◆ **TASK INSTRUCTIONS**
Convert every line of the rows below into a JSON list of strings, one string per line, skipping blank lines.

◆ **MATERIAL TO PROCESS**

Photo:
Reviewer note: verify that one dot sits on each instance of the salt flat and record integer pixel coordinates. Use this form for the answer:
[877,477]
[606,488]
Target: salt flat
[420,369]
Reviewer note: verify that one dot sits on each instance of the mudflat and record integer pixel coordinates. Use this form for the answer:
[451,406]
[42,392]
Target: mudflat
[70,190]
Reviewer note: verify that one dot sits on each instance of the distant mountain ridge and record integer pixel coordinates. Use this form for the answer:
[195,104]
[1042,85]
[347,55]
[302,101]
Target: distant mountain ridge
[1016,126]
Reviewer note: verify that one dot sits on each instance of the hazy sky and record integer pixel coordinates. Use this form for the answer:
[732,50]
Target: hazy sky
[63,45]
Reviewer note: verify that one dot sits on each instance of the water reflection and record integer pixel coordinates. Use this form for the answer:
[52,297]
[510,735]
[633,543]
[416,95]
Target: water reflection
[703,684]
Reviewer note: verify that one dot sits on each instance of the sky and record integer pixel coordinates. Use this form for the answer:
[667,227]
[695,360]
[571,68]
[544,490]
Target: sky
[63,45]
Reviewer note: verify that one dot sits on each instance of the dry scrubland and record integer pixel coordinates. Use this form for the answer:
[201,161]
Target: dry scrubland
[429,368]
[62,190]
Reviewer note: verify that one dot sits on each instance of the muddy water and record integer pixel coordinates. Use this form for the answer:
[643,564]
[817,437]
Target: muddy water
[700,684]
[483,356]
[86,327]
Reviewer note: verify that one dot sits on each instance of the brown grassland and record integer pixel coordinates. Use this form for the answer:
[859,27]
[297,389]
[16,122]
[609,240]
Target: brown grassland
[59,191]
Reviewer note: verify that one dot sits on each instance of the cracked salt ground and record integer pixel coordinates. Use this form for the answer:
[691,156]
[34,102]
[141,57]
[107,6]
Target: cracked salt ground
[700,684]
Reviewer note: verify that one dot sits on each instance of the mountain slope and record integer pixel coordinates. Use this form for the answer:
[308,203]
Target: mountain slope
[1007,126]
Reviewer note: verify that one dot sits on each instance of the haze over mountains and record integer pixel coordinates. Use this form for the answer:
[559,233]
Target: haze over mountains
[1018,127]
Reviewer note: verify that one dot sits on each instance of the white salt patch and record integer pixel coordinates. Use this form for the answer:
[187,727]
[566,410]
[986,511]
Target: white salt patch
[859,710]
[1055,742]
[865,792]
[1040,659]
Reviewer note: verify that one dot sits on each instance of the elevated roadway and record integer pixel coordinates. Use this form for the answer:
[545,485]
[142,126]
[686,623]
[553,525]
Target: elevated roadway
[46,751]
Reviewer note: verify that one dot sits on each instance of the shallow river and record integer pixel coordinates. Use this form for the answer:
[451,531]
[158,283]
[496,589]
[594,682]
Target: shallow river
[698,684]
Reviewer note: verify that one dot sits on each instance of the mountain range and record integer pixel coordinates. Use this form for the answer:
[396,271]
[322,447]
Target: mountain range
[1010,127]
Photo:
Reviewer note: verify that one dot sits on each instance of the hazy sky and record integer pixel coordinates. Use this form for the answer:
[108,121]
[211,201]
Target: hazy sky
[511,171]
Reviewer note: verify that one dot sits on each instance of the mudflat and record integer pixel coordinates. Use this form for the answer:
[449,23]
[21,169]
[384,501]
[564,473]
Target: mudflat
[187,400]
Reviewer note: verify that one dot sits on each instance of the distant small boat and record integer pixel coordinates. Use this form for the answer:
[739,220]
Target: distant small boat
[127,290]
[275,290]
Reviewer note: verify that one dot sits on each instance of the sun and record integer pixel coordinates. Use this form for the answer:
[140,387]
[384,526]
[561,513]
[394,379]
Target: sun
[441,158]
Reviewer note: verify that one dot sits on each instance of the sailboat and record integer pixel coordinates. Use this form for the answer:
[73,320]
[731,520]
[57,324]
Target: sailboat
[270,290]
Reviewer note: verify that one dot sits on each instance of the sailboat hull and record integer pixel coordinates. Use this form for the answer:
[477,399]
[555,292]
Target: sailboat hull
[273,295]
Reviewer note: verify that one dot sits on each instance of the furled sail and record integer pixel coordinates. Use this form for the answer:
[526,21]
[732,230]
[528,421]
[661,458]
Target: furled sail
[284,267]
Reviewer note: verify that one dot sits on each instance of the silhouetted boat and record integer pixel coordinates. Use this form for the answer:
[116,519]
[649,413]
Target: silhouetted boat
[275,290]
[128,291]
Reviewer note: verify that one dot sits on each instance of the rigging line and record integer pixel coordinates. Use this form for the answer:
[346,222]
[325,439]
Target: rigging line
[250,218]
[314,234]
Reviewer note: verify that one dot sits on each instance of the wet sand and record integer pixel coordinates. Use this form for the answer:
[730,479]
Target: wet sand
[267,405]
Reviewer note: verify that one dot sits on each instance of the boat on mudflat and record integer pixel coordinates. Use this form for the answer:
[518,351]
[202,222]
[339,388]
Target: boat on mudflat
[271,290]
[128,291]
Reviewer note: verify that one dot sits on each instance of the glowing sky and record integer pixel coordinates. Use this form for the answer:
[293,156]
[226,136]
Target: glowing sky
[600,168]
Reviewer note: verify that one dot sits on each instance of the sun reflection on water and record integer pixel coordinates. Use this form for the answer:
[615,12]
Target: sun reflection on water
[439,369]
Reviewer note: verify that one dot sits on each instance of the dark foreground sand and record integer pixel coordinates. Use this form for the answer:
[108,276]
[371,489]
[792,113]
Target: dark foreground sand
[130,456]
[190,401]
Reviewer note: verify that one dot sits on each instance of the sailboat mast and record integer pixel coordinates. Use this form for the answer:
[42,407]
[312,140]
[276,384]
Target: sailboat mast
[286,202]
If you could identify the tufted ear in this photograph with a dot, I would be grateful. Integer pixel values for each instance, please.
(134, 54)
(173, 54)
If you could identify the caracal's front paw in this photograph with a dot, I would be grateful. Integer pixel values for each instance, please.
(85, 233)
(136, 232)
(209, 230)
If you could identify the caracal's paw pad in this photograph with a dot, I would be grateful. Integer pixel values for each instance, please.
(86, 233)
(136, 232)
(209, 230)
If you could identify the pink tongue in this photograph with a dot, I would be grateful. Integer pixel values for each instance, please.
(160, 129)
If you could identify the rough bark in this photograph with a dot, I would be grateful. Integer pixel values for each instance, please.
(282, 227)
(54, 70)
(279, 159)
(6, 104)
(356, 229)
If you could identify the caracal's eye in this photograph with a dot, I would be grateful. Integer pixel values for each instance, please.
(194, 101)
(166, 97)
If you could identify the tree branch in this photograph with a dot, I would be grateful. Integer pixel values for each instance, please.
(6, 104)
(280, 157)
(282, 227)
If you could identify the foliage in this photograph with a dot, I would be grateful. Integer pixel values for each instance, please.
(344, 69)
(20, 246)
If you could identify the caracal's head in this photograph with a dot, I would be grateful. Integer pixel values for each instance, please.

◆ **RESPONSE FOR THIS EXERCISE**
[
  "Photo:",
  "Reviewer note: verify that one dot sits on each instance of the salt flat and record integer pixel coordinates. Use this form for the answer:",
  "[877,477]",
  "[606,488]",
  "Target: salt flat",
  "[420,369]",
  "Reviewer note: verify that one dot sits on each instance of the mudflat and record integer pixel coordinates. Use this form for the answer:",
  "[451,406]",
  "[42,392]",
  "Target: mudflat",
  "[70,190]",
  "Reviewer note: verify that one dot sits on each instance of the distant mountain ridge and record integer pixel coordinates. Use this form for the answer:",
  "[195,104]",
  "[1042,85]",
  "[347,55]",
  "[302,101]",
  "Target: distant mountain ridge",
  "[1016,126]",
  "Reviewer note: verify that one dot sits on each instance of the hazy sky and record integer pixel coordinates. Use this form for the answer:",
  "[732,50]",
  "Target: hazy sky",
  "[63,45]",
  "Reviewer note: verify that one dot sits on each instance of the water reflection and record integer pixel coordinates. Use this form for the answer:",
  "[52,297]",
  "[510,735]",
  "[633,543]",
  "[416,95]",
  "Target: water reflection",
  "[703,684]",
  "Reviewer note: verify that one dot sits on each instance of the sky and record integer pixel coordinates. Use this form for the answer:",
  "[667,227]",
  "[695,360]",
  "[571,68]",
  "[544,490]",
  "Target: sky",
  "[63,45]",
  "Reviewer note: verify that one dot sits on each instance of the dry scrubland and record integer pixel coordinates. Use this form for the answer:",
  "[201,161]",
  "Target: dry scrubland",
  "[429,368]",
  "[62,190]",
  "Reviewer note: verify that one dot sits on each instance of the muddy water and record integer pixel coordinates. Use this form for the answer:",
  "[643,564]",
  "[817,437]",
  "Target: muddy water",
  "[700,684]",
  "[483,356]",
  "[86,327]",
  "Reviewer note: verify that one dot sits on each instance of the brown grassland and record integer pixel coordinates. Use this form for the answer:",
  "[859,27]",
  "[297,389]",
  "[16,122]",
  "[609,240]",
  "Target: brown grassland",
  "[59,191]",
  "Reviewer note: verify that one dot sits on each instance of the cracked salt ground and record integer pixel coordinates. Use this form for the answer:",
  "[691,156]",
  "[34,102]",
  "[141,57]",
  "[107,6]",
  "Target: cracked salt ground",
  "[700,684]",
  "Reviewer note: verify that one dot sits on each instance of the mountain slope and record integer pixel coordinates. Use this form for the answer:",
  "[308,203]",
  "Target: mountain slope",
  "[1007,126]",
  "Reviewer note: verify that one dot sits on each instance of the haze over mountains and record integer pixel coordinates. Use this form for the answer:",
  "[559,233]",
  "Target: haze over mountains",
  "[1018,127]",
  "Reviewer note: verify that one dot sits on each instance of the white salt patch and record integer pixel coordinates. Use this form for the answer:",
  "[187,727]",
  "[566,410]",
  "[986,511]",
  "Target: white salt patch",
  "[859,710]",
  "[1055,742]",
  "[865,792]",
  "[1040,659]",
  "Reviewer note: verify that one dot sits on each instance of the elevated roadway and record integer pixel coordinates. Use this form for the answer:",
  "[545,485]",
  "[142,126]",
  "[686,623]",
  "[553,525]",
  "Target: elevated roadway",
  "[46,751]",
  "Reviewer note: verify that one dot sits on each instance of the shallow river and record integer pixel coordinates. Use this form for the answer:",
  "[451,531]",
  "[158,283]",
  "[496,589]",
  "[594,682]",
  "Target: shallow river",
  "[698,684]",
  "Reviewer note: verify that one dot sits on each instance of the mountain range and record integer pixel coordinates. Use this form for the answer:",
  "[396,271]",
  "[322,447]",
  "Target: mountain range",
  "[1010,127]",
  "Photo:",
  "Reviewer note: verify that one dot sits on each instance of the hazy sky and record integer pixel coordinates. Use this form for the answer:",
  "[108,121]",
  "[211,201]",
  "Target: hazy sky",
  "[511,171]",
  "Reviewer note: verify that one dot sits on each instance of the mudflat and record integer pixel coordinates. Use this form for the answer:",
  "[449,23]",
  "[21,169]",
  "[384,501]",
  "[564,473]",
  "Target: mudflat",
  "[187,400]",
  "Reviewer note: verify that one dot sits on each instance of the distant small boat and record integer pixel coordinates. Use this form for the answer:",
  "[739,220]",
  "Target: distant small boat",
  "[127,290]",
  "[275,290]",
  "Reviewer note: verify that one dot sits on each instance of the sun and record integer pixel coordinates. Use this form for the answer:",
  "[140,387]",
  "[384,526]",
  "[561,513]",
  "[394,379]",
  "Target: sun",
  "[441,158]",
  "Reviewer note: verify that one dot sits on each instance of the sailboat and record integer pixel coordinates. Use this form for the answer:",
  "[73,320]",
  "[731,520]",
  "[57,324]",
  "Target: sailboat",
  "[270,290]",
  "Reviewer note: verify that one dot sits on each instance of the sailboat hull and record integer pixel coordinates. Use this form for the answer:",
  "[477,399]",
  "[555,292]",
  "Target: sailboat hull",
  "[273,295]",
  "Reviewer note: verify that one dot sits on each instance of the furled sail and record integer pixel coordinates. Use this form for the answer:",
  "[526,21]",
  "[732,230]",
  "[528,421]",
  "[661,458]",
  "Target: furled sail",
  "[284,267]",
  "Reviewer note: verify that one dot sits on each instance of the silhouetted boat and record integer pixel coordinates. Use this form for the answer:",
  "[116,519]",
  "[649,413]",
  "Target: silhouetted boat",
  "[275,290]",
  "[128,291]",
  "Reviewer note: verify that one dot sits on each instance of the rigging line and record integer pixel coordinates. Use this form for the answer:",
  "[346,222]",
  "[325,439]",
  "Target: rigging line",
  "[250,218]",
  "[314,234]",
  "Reviewer note: verify that one dot sits on each instance of the wet sand and record integer pixel coordinates. Use this form for the answer:",
  "[730,479]",
  "Target: wet sand",
  "[267,405]",
  "Reviewer note: verify that one dot sits on each instance of the boat on mudflat and record integer pixel coordinates. Use this form for the answer:",
  "[518,351]",
  "[202,222]",
  "[339,388]",
  "Target: boat on mudflat",
  "[271,290]",
  "[128,291]",
  "Reviewer note: verify that one dot sits on each instance of the glowing sky and record integer pixel coordinates. Use this form for the answer:",
  "[293,156]",
  "[226,136]",
  "Target: glowing sky",
  "[600,168]",
  "Reviewer note: verify that one dot sits on each instance of the sun reflection on water and record integer pixel coordinates. Use this form for the answer:",
  "[615,12]",
  "Target: sun reflection on water",
  "[439,369]",
  "Reviewer note: verify that one dot sits on each instance of the dark foreground sand and record integer pixel coordinates. Use this form for the answer:",
  "[108,276]",
  "[371,489]",
  "[792,113]",
  "Target: dark foreground sand",
  "[130,456]",
  "[190,401]",
  "Reviewer note: verify that one dot sits on each instance of the sailboat mast and record integer pixel coordinates. Use this form for the answer:",
  "[42,407]",
  "[312,140]",
  "[276,384]",
  "Target: sailboat mast",
  "[286,202]",
  "If you could identify the tufted ear in this photograph with a dot, I would be grateful. Integer pixel values for each instance, please.",
  "(134, 54)",
  "(173, 54)",
  "If you could identify the caracal's front paw in this photograph with a dot, I would be grateful. Integer pixel values for each instance, please.",
  "(85, 233)",
  "(136, 232)",
  "(209, 230)",
  "If you could identify the caracal's paw pad in this photograph with a dot, I would be grateful. Integer pixel values for each instance, please.",
  "(86, 233)",
  "(136, 232)",
  "(209, 230)",
  "If you could identify the pink tongue in this photograph with a dot, I would be grateful. Integer pixel values for each instance, please.",
  "(160, 129)",
  "If you could identify the rough bark in this photograph with a dot, I would be grateful. Integer pixel values for each instance, please.",
  "(282, 227)",
  "(54, 70)",
  "(279, 159)",
  "(6, 104)",
  "(356, 229)",
  "If you could identify the caracal's eye in this photograph with a dot, I would be grateful. Integer pixel values for each instance, please.",
  "(194, 101)",
  "(166, 97)",
  "If you could identify the tree branch in this photograph with a dot, I would be grateful. Integer pixel values for each instance, please.",
  "(6, 104)",
  "(280, 157)",
  "(282, 227)",
  "If you could identify the foliage in this photograph with a dot, I would be grateful. Integer pixel values for each instance, please.",
  "(344, 69)",
  "(20, 246)",
  "If you could identify the caracal's head in this photograph with a dot, I would be grateful. Integer pixel values for each instance, please."
]